— Work instruction —
Could you repeat the records shown below exactly as written?

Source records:
··········

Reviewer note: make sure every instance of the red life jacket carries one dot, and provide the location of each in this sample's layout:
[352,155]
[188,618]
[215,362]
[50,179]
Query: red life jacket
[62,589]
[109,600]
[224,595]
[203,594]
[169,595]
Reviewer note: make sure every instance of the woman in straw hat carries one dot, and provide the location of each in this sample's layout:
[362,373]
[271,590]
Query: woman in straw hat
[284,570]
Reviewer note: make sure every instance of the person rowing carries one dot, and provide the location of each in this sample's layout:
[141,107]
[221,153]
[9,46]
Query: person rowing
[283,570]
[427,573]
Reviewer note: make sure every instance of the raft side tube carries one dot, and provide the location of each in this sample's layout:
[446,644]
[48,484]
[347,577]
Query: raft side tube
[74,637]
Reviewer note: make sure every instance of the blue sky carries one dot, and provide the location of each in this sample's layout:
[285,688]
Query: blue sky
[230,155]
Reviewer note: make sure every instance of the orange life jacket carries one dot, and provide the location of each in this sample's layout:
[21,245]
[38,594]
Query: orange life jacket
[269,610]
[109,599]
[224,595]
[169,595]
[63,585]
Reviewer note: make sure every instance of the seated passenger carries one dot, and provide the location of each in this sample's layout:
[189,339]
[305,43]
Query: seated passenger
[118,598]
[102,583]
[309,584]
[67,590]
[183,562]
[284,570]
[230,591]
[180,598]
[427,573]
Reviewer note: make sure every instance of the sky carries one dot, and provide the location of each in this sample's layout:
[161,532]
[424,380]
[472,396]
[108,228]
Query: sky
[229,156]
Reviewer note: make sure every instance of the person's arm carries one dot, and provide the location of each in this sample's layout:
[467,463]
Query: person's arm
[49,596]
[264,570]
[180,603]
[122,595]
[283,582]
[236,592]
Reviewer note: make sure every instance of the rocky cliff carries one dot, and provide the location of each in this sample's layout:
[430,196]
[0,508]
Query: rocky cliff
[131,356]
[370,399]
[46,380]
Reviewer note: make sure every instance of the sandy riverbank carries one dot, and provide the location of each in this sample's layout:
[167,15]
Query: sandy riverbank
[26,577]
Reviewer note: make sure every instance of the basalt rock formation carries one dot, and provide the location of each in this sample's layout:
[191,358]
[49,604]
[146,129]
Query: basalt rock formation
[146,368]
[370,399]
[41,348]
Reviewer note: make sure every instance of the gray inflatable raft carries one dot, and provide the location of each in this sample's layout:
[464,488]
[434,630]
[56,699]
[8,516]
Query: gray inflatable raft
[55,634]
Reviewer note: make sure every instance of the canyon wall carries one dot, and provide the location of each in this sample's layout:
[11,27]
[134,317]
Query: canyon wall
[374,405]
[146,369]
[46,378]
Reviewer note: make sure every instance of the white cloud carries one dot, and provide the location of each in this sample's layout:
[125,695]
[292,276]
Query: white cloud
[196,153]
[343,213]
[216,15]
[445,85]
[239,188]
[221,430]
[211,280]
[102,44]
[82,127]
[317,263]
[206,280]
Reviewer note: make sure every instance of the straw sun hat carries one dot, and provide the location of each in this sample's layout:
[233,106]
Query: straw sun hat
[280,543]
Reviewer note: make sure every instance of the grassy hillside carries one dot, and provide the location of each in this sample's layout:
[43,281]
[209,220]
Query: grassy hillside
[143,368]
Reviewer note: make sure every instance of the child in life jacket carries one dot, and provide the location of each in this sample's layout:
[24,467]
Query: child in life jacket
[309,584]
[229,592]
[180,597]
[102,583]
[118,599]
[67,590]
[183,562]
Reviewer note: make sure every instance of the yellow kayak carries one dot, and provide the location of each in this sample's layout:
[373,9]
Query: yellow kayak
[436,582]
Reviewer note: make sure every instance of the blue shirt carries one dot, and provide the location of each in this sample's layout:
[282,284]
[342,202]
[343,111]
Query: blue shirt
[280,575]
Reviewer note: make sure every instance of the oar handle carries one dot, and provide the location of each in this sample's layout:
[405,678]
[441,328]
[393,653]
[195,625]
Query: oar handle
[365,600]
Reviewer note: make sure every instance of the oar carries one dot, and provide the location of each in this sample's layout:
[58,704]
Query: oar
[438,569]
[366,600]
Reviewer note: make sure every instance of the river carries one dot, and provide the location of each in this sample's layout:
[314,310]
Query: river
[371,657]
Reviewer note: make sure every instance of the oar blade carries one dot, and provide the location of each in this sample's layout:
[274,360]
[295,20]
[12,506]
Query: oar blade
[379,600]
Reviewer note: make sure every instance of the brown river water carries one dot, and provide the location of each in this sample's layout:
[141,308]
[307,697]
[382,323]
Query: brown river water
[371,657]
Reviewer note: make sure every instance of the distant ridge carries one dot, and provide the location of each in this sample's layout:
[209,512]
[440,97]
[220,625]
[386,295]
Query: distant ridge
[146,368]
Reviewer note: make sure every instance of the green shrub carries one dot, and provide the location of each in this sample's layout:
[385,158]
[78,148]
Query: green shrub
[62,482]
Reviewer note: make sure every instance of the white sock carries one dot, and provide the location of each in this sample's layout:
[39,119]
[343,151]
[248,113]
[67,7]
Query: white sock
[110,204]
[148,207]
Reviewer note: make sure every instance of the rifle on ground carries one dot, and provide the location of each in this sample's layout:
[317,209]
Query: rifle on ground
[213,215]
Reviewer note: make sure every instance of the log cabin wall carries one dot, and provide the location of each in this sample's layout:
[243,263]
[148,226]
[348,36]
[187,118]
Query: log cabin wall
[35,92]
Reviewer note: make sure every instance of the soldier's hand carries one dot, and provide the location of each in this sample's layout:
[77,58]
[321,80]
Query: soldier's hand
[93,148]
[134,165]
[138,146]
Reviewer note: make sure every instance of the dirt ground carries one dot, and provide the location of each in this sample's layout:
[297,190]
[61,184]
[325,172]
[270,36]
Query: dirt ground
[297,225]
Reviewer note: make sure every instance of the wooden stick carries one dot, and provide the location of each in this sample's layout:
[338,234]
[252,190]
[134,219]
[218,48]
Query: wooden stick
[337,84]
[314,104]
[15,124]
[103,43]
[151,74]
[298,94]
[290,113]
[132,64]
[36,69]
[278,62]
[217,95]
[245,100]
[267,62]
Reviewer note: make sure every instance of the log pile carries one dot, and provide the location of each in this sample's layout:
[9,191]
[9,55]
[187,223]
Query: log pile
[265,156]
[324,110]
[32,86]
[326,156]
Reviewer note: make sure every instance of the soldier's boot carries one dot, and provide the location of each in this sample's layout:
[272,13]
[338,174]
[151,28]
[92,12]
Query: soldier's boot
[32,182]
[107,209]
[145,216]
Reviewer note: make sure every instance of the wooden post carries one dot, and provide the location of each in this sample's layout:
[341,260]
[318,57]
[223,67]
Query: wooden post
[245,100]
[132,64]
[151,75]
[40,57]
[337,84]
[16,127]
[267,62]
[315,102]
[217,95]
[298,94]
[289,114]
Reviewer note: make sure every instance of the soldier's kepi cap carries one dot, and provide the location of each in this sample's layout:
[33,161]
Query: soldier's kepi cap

··········

— Finished exercise —
Reviewer note: make sure every instance of the red life jacket carries one dot, and provide the location of each in this sample's layout:
[352,155]
[188,618]
[215,362]
[50,179]
Query: red life jacket
[62,589]
[109,600]
[224,595]
[203,594]
[169,595]
Reviewer note: make sure every instance of the woman in straw hat carries one dot, and provide the location of each in this sample's layout:
[362,373]
[271,590]
Query: woman in straw hat
[284,570]
Reviewer note: make sure every instance of the person rowing carries one dot, and provide the location of each in this sample's layout:
[141,107]
[221,153]
[9,46]
Query: person rowing
[283,570]
[427,573]
Reviewer note: make sure every instance of the raft side tube carries one dot, and provide the location of each in this sample's layout:
[446,644]
[48,484]
[347,577]
Query: raft side tube
[74,637]
Reviewer note: make sure every instance of the blue sky carries one dot, and provide the location of each in this sample's layout:
[285,688]
Query: blue sky
[230,155]
Reviewer note: make sure every instance of the orange life jacket carries one dot, and provide the location of each in this sample's layout:
[21,245]
[38,594]
Query: orange life jacket
[269,610]
[109,599]
[224,595]
[169,595]
[63,585]
Reviewer note: make sure every instance of the seated passenger carries one dot, and provide the location of each in this sample's layout:
[189,339]
[305,43]
Query: seated passenger
[118,598]
[102,583]
[309,584]
[67,590]
[183,562]
[284,570]
[230,591]
[180,598]
[427,573]
Reviewer note: make sure every instance of the sky carries one dot, and provide the location of each in this sample's layout:
[161,532]
[424,380]
[472,396]
[108,228]
Query: sky
[229,156]
Reviewer note: make sure every instance of the person's arm carries one dot, and provide the location of each in this sample's layout:
[467,463]
Query: person's arm
[49,596]
[264,570]
[180,603]
[122,595]
[283,582]
[236,592]
Reviewer note: make sure every instance of the rocky cliff carries one dot, and provide the location of each in this sample's layout:
[430,196]
[0,508]
Query: rocky cliff
[131,356]
[370,399]
[46,380]
Reviewer note: make sure every instance of the sandy riverbank carries one dot, and provide the location of each in this sample's layout:
[167,15]
Query: sandy riverbank
[26,577]
Reviewer note: make sure every instance of the basalt rock formation carries one dot, and provide the location of each in this sample's layout:
[191,358]
[49,604]
[146,129]
Query: basalt rock formation
[146,368]
[370,399]
[41,348]
Reviewer note: make sure every instance of the gray inflatable raft carries one dot, and provide the location of each in this sample's layout:
[464,488]
[434,630]
[56,699]
[8,516]
Query: gray inflatable raft
[55,634]
Reviewer note: make sure every instance of the canyon wall carries one dot, and provide the location of each in this sample's layout:
[11,27]
[134,317]
Query: canyon wall
[374,405]
[146,369]
[46,378]
Reviewer note: make sure every instance of the white cloud carries one dot, and provide the location of each in this sample's layout:
[125,695]
[292,276]
Query: white cloud
[196,153]
[343,213]
[216,15]
[445,85]
[239,188]
[221,430]
[211,280]
[102,44]
[82,127]
[317,263]
[206,280]
Reviewer note: make sure every instance of the straw sun hat carries one dot, and provide the location of each in this sample's layout:
[233,106]
Query: straw sun hat
[280,543]
Reviewer note: make sure every instance of the grassy hillside carries one dot, and provide the location of each in this sample's layout:
[43,281]
[209,220]
Query: grassy hillside
[143,368]
Reviewer note: make sure every instance of the child in life jacket carries one dot, and provide the location of each in this sample's layout:
[24,467]
Query: child in life jacket
[309,584]
[229,592]
[180,597]
[102,583]
[118,599]
[67,590]
[183,562]
Reviewer note: make sure every instance of the yellow kayak carries one dot, and provide the location of each in this sample's layout:
[373,9]
Query: yellow kayak
[436,582]
Reviewer note: make sure every instance of the blue shirt carries one dot, and provide the location of each in this sample's layout:
[282,284]
[342,202]
[343,111]
Query: blue shirt
[280,575]
Reviewer note: make sure every instance of the oar handle carries one dot, and provide the location of each in this sample's layout:
[405,678]
[441,328]
[393,653]
[195,625]
Query: oar handle
[365,600]
Reviewer note: make sure every instance of the oar carries one dot, and provide the location of each in this sample's layout:
[58,704]
Query: oar
[438,569]
[366,600]
Reviewer note: make sure every instance of the river carries one dot, and provide the location of each in this sample's layout:
[314,310]
Query: river
[371,657]
Reviewer note: make sure every instance of the oar blade carries one dot, and provide the location of each in this sample's layout:
[274,360]
[295,20]
[12,506]
Query: oar blade
[379,600]
Reviewer note: make sure every instance of the brown river water carries one dot, and provide the location of each in this sample's layout:
[141,308]
[307,697]
[382,323]
Query: brown river water
[371,657]
Reviewer note: make sure every instance of the distant ridge carries one dot, and provide the location of each in this sample's layout:
[209,512]
[440,97]
[220,625]
[386,295]
Query: distant ridge
[146,368]
Reviewer note: make sure every instance of the green shrub carries one dot, and provide the location of each in this sample's layout:
[385,158]
[78,148]
Query: green shrub
[62,482]
Reviewer note: make sure every instance of the white sock carries one dot, and provide the location of each in this sample's layout:
[39,119]
[343,151]
[248,113]
[67,7]
Query: white sock
[110,204]
[148,207]
Reviewer note: make sure every instance of the rifle on ground carries one dot, and provide the location of each in this sample's layout:
[317,209]
Query: rifle on ground
[213,215]
Reviewer note: make sure every instance of the log cabin wall carries one dot, and provide the location of each in this sample's layout:
[243,263]
[148,226]
[348,36]
[187,118]
Query: log cabin wall
[35,92]
Reviewer note: make sure every instance of the soldier's hand carries one dot, and provide the location of each in this sample's layout:
[77,58]
[321,80]
Query: soldier's hand
[93,148]
[134,165]
[138,146]
Reviewer note: make sure every instance of the dirt ground carries one dot, and provide the location of each in this sample's layout:
[297,190]
[61,184]
[325,172]
[270,36]
Query: dirt ground
[297,225]
Reviewer note: make sure every instance of the wooden stick carries one dot, and provide the location of each in this sample's layout:
[338,234]
[252,190]
[134,219]
[218,48]
Query: wooden stick
[337,84]
[314,104]
[15,124]
[103,43]
[151,74]
[298,94]
[290,113]
[132,64]
[36,69]
[278,62]
[217,95]
[245,100]
[267,62]
Reviewer note: make sure every instance of the log pile carries one dot, and provide the location of each in this sample's layout:
[9,191]
[9,55]
[187,223]
Query: log pile
[265,156]
[324,110]
[32,86]
[326,156]
Reviewer note: make sure every instance of the soldier's boot carries one dot, and provide the location of each in this sample's layout:
[272,13]
[338,174]
[151,28]
[92,12]
Query: soldier's boot
[32,182]
[107,209]
[145,216]
Reviewer note: make sure every instance of the wooden post carries one dot, and provide the location of each in this sample's layout:
[341,260]
[318,57]
[223,67]
Query: wooden post
[245,100]
[132,64]
[151,75]
[40,57]
[337,84]
[16,127]
[267,62]
[315,102]
[217,95]
[298,94]
[289,114]
Reviewer note: make sure every instance of the soldier's kepi cap carries one dot, and provide the location of each in this sample's layout:
[33,161]
Query: soldier's kepi cap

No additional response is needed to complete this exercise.